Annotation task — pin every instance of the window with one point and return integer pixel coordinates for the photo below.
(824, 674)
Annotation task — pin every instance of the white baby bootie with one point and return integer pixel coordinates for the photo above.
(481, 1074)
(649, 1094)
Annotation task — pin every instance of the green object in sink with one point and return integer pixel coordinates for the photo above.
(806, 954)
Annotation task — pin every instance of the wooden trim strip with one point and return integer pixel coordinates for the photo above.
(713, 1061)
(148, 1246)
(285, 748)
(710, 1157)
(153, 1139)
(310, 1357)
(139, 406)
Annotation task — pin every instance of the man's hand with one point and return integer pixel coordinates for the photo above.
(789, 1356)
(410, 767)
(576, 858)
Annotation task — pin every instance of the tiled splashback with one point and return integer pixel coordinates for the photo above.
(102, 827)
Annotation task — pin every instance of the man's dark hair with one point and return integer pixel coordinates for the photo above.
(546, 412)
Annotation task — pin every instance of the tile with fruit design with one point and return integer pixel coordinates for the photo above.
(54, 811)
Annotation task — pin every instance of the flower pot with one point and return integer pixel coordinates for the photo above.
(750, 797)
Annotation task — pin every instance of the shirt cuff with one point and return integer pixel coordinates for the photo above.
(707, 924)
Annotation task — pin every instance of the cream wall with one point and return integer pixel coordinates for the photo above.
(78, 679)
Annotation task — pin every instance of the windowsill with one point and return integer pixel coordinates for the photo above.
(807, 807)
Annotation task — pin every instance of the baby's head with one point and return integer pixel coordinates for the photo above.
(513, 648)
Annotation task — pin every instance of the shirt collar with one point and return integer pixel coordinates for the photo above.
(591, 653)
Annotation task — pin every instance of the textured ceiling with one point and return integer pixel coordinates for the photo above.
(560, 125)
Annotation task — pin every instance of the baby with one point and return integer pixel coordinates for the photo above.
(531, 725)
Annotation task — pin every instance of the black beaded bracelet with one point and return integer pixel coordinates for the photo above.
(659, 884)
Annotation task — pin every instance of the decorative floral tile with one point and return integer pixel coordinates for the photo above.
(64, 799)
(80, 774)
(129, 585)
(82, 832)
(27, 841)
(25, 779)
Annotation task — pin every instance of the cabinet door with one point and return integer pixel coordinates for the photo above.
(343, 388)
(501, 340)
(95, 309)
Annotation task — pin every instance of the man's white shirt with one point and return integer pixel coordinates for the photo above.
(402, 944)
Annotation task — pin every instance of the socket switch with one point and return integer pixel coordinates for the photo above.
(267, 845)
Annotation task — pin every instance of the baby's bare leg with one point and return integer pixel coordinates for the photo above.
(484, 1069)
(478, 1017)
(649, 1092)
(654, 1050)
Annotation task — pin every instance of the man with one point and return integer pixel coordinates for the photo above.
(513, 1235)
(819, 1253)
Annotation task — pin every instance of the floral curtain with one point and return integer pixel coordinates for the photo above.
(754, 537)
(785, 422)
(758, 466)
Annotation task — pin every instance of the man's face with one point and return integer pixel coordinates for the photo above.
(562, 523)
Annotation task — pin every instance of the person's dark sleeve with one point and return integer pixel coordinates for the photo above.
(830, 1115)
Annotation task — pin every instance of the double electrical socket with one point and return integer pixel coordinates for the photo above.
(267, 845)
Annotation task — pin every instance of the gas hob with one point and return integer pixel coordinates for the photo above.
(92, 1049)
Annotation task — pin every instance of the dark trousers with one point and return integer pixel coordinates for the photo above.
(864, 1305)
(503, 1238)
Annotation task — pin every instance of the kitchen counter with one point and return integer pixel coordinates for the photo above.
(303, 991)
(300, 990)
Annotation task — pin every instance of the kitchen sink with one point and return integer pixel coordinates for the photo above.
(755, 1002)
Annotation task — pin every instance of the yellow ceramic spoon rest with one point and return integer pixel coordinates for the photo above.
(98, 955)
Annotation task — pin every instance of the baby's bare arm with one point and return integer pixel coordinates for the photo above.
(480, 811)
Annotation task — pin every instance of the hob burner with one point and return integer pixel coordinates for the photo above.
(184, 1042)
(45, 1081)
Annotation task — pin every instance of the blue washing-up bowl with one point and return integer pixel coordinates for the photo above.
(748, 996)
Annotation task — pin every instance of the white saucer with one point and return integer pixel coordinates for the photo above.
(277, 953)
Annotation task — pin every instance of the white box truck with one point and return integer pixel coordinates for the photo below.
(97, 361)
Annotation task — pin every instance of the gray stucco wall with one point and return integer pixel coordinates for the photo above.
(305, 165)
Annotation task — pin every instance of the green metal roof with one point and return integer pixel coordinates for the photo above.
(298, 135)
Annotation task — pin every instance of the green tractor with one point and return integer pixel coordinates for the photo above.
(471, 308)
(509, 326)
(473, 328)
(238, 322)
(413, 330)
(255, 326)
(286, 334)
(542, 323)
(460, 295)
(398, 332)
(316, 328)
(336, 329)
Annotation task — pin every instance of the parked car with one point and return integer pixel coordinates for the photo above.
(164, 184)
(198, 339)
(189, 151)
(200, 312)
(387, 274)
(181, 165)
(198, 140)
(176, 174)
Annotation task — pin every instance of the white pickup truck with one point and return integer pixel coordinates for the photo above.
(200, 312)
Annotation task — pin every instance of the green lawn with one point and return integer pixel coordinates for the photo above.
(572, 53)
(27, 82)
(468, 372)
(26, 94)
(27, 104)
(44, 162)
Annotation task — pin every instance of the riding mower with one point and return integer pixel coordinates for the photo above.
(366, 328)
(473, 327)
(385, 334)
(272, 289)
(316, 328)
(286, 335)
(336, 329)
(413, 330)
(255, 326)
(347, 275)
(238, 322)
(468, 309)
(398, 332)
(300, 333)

PROBLEM DESCRIPTION: Print each line, exactly as written, from the one that contains "Annotation task — pin every instance of the green metal" to the end of the data above, with both end lines included and nothing else.

RESPONSE:
Annotation task — pin every instance of the green metal roof with one point and return integer pixel coordinates for the photo above.
(298, 135)
Annotation task — pin every instance of the green tractor with one point and return integer pixel coordinates for the photo above.
(471, 308)
(509, 326)
(473, 328)
(238, 322)
(413, 330)
(255, 326)
(286, 334)
(542, 323)
(460, 295)
(398, 332)
(316, 328)
(336, 329)
Annotation task — pin every instance of the parked car with one point and return integer pixel coordinates for the photo above.
(164, 184)
(198, 339)
(189, 151)
(200, 312)
(387, 274)
(181, 165)
(198, 140)
(176, 174)
Annotation task — pin every instance of the white pickup truck with one point and return integer pixel coordinates for the photo above.
(200, 312)
Annotation task — pin every instance of the green lawn with one point and return integer pixel coordinates for the photo above.
(572, 53)
(27, 82)
(468, 372)
(26, 94)
(27, 104)
(44, 162)
Annotation task — pin every instance of the riding mower with one point and return integer pixel coordinates for the photo above.
(366, 328)
(473, 327)
(385, 334)
(272, 289)
(316, 328)
(286, 335)
(336, 329)
(413, 330)
(255, 326)
(347, 275)
(238, 322)
(468, 309)
(398, 332)
(300, 333)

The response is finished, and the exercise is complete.